------ Fragmento del texto ------

Algunos de los gestos más poco convencionales de Trump —hablar de comprar Groenlandia, presionar a Panamá por el Canal y renombrar el Golfo de México— fueron ridiculizados como absurdos. Pero cada uno apuntaba a un mensaje estratégico más amplio: Estados Unidos debe reafirmar el control sobre su hemisferio. El deshielo de las rutas árticas se convertirá en rutas marítimas vitales. La presencia de China en Panamá es un lastre geopolítico. Y el continente americano, en opinión de Trump, debería seguir siendo una esfera de influencia estadounidense, no un campo abierto para sus rivales.

En materia de política comercial e industrial, Trump fue objeto de burlas por exigir el regreso de la manufactura estadounidense, pero eso es precisamente lo que la Ley de Reducción de la Inflación y la Ley CHIPS de Biden han intentado lograr. Los aranceles, inicialmente ridiculizados como una locura económica, generaron miles de millones en ingresos y demostraron que el declive industrial estadounidense no era una ley natural. Lo que comenzó como una disrupción populista se ha convertido en una estrategia industrial bipartidista: ambos partidos convergen ahora en la idea de que los costos de la globalización deben gestionarse, no ignorarse. La retórica difiere. Los resultados políticos, no tanto.

En cuanto a la diversidad, equidad e inclusión (DEI) y la fragmentación cultural, Trump fue más allá de la retórica. Eliminó los programas de capacitación en diversidad de la era Obama en agencias federales, prohibió a las personas transgénero el servicio militar y recortó drásticamente los fondos de USAID para iniciativas internacionales de género e identidad. Su administración promovió la contratación basada en el mérito y reformuló la política federal en torno a la neutralidad sobre la identidad. Si bien los críticos consideraron estas medidas regresivas, conectaron con los votantes que se sentían marginados por la corrección excesiva institucional. No se trataba solo de una guerra cultural. Era una cuestión de política.

------ Registros proporcionados ------

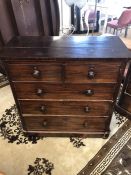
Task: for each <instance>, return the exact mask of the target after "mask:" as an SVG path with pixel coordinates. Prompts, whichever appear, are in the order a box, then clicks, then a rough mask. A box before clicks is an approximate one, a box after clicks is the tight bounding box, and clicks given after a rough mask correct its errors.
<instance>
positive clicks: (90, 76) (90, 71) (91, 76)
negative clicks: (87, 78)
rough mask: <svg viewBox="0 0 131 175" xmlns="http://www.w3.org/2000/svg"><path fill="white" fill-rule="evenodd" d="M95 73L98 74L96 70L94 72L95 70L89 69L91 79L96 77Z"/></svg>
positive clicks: (88, 77)
mask: <svg viewBox="0 0 131 175" xmlns="http://www.w3.org/2000/svg"><path fill="white" fill-rule="evenodd" d="M95 75H96V74H95V72H94V71H93V70H89V71H88V78H89V79H93V78H95Z"/></svg>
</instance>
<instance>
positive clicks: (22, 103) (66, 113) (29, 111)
mask: <svg viewBox="0 0 131 175" xmlns="http://www.w3.org/2000/svg"><path fill="white" fill-rule="evenodd" d="M19 103H20V106H21V111H22V113H23V114H25V115H26V114H33V115H36V114H43V115H75V116H77V115H85V116H99V115H100V116H108V115H110V112H111V111H110V109H111V106H112V103H111V102H109V101H104V102H101V101H98V102H93V101H88V102H84V101H79V102H78V101H51V102H50V101H19Z"/></svg>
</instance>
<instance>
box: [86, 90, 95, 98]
mask: <svg viewBox="0 0 131 175" xmlns="http://www.w3.org/2000/svg"><path fill="white" fill-rule="evenodd" d="M84 94H85V95H87V96H91V95H93V94H94V91H93V90H91V89H87V90H85V91H84Z"/></svg>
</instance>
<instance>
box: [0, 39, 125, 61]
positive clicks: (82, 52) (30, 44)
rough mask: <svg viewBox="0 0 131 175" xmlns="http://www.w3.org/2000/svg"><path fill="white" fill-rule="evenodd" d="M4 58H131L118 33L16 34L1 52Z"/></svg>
mask: <svg viewBox="0 0 131 175" xmlns="http://www.w3.org/2000/svg"><path fill="white" fill-rule="evenodd" d="M0 58H1V59H2V60H8V59H10V61H11V60H14V59H19V60H22V59H25V58H26V59H27V60H28V59H30V58H35V59H42V60H50V59H53V60H56V59H58V60H62V59H70V60H86V59H93V58H94V59H95V58H99V59H101V58H105V59H118V58H119V59H123V58H128V49H127V48H126V46H125V45H124V44H123V42H122V41H121V40H120V39H119V37H116V36H71V37H61V36H54V37H51V36H50V37H14V38H13V39H12V40H11V41H10V42H9V43H7V44H6V46H5V47H4V48H3V49H2V51H1V53H0Z"/></svg>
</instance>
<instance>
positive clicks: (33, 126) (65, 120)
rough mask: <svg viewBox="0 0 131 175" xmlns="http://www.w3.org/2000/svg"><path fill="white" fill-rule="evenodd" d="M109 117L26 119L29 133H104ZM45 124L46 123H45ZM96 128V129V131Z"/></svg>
mask: <svg viewBox="0 0 131 175" xmlns="http://www.w3.org/2000/svg"><path fill="white" fill-rule="evenodd" d="M107 120H108V118H107V117H99V119H98V118H92V117H89V118H87V117H82V116H81V117H79V118H77V119H76V118H75V117H68V118H67V117H66V116H65V117H64V116H60V117H58V116H54V117H52V116H37V117H33V116H29V117H24V122H25V124H26V127H27V130H29V131H33V130H34V131H48V132H49V131H61V132H62V131H64V132H68V131H70V132H71V131H72V132H73V131H74V132H81V133H82V132H89V131H90V132H91V131H93V132H100V131H101V132H102V131H103V132H104V131H105V129H106V128H105V123H106V121H107ZM44 122H45V123H44ZM94 128H95V129H94Z"/></svg>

------

Tareas a realizar:
- a) Enumera los gestos poco convencionales de Trump que, según el texto sobre su política, fueron ridiculizados como absurdos.
- b) Transcribe del texto sobre la política de Trump el pasaje que va desde "En materia de" hasta "políticos, no tanto.".
- c) Prosigue el texto sobre la política de Trump a partir de su última oración.

Respuestas por tarea:
- a)
- Hablar de comprar Groenlandia
- Presionar a Panamá por el Canal
- Renombrar el Golfo de México

- b)
En materia de política comercial e industrial, Trump fue objeto de burlas por exigir el regreso de la manufactura estadounidense, pero eso es precisamente lo que la Ley de Reducción de la Inflación y la Ley CHIPS de Biden han intentado lograr. Los aranceles, inicialmente ridiculizados como una locura económica, generaron miles de millones en ingresos y demostraron que el declive industrial estadounidense no era una ley natural. Lo que comenzó como una disrupción populista se ha convertido en una estrategia industrial bipartidista: ambos partidos convergen ahora en la idea de que los costos de la globalización deben gestionarse, no ignorarse. La retórica difiere. Los resultados políticos, no tanto.

- c)
Esto no era ajedrez 4D. Pero la gente olvida que Trump está jugando una partida y tiene un plan. Su discurso es intencionalmente provocador para generar interés. Nadie lee un informe técnico de 40 páginas del CFR. ¿Pero un tuit provocador? Eso domina la conversación nacional durante días. En un ecosistema mediático fracturado, la disrupción es el mensaje.

Y entonces la pregunta es: ¿puede la disrupción dar lugar a una dirección?

  1. ¿Hacia dónde vamos desde aquí?

Ninguna sociedad prospera por tener un plan visionario. Prospera porque corrige sus errores.  — David Brooks

La agenda económica de Trump no se limita a los aranceles. Enfatiza la independencia energética, la manufactura nacional, la desregulación, la meritocracia y la reforma tributaria, todo ello con el objetivo de reestructurar las condiciones subyacentes que debilitaron a la clase media. Si bien los críticos debatieron su discurso, el hilo conductor fue inconfundible: encaminar al mundo occidental hacia una senda más sostenible.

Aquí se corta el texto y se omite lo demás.